# Problem description:
Output the records exactly. Include every line.

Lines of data
--- start ---

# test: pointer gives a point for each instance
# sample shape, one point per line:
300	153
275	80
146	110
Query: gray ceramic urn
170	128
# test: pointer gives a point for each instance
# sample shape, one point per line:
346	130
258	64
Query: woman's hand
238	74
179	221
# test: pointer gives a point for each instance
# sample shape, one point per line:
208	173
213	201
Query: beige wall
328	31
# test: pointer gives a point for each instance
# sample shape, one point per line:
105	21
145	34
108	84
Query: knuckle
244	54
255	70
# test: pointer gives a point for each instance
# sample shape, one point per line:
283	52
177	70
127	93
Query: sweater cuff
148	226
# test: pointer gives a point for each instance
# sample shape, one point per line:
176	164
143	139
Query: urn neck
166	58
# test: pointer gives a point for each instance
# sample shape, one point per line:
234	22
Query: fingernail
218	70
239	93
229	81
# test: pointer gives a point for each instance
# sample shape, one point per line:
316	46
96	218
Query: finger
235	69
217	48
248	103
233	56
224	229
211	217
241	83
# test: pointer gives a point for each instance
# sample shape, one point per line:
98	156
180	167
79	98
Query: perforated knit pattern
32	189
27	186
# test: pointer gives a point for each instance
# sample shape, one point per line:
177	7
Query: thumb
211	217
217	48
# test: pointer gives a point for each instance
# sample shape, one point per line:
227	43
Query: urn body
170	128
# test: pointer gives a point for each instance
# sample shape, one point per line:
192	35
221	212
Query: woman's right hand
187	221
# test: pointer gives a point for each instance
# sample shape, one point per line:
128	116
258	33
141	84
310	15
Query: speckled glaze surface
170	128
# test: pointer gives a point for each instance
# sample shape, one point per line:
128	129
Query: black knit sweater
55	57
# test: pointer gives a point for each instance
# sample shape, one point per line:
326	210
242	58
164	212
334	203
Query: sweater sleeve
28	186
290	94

--- end ---

# Complete output:
# test: pointer gives a point for each instance
# sample shape, one point per line:
300	153
275	80
146	110
Query: gray ceramic urn
170	128
# test: pointer gives a point for each instance
# sample shape, one point per line:
346	130
258	64
Query: woman's hand
238	74
179	221
# test: pointer gives a point for each instance
# sample shape, one point per line:
208	173
213	201
Query: beige wall
328	31
# test: pointer gives a point for each instance
# sample shape, one point per line:
105	21
145	34
108	84
Query: knuckle
244	54
255	70
# test: pointer gives a point for each instance
# sample shape, one point per line:
283	52
177	70
127	93
Query: sweater cuff
148	226
# test: pointer gives a point for each instance
# sample shape, one point per line:
176	164
143	139
Query: urn neck
166	58
# test: pointer gives a point for each instance
# sample shape, one point per line:
234	22
Query: fingernail
218	70
239	93
229	81
# test: pointer gives a point for each instance
# sample shape, one point per line:
316	46
96	218
Query: finger
235	69
217	48
248	103
233	56
224	229
211	217
241	83
# test: pointer gives a point for each instance
# sample shape, one point per line:
98	156
180	167
79	98
Query: perforated knit pattern
32	189
27	186
# test: pointer gives a point for each instance
# sample shape, one point per line:
177	7
Query: thumb
211	217
217	48
# test: pointer gives a point for each instance
# sample shape, one point per line:
227	43
Query: urn body
170	128
# test: pointer gives a point for each instance
# sample shape, one point per line:
192	35
221	212
Query: woman's right hand
187	221
# test: pointer gives a point for each instance
# sample shape, one point per line:
128	116
258	33
141	84
310	15
Query: speckled glaze surface
170	128
# test: pointer gives a point for each instance
# sample shape, one point per line:
128	129
Query: black knit sweater
55	57
# test: pointer gives a point for each instance
# sample shape, one point per line:
326	210
242	58
164	212
334	203
Query: sweater sleeve
28	186
290	94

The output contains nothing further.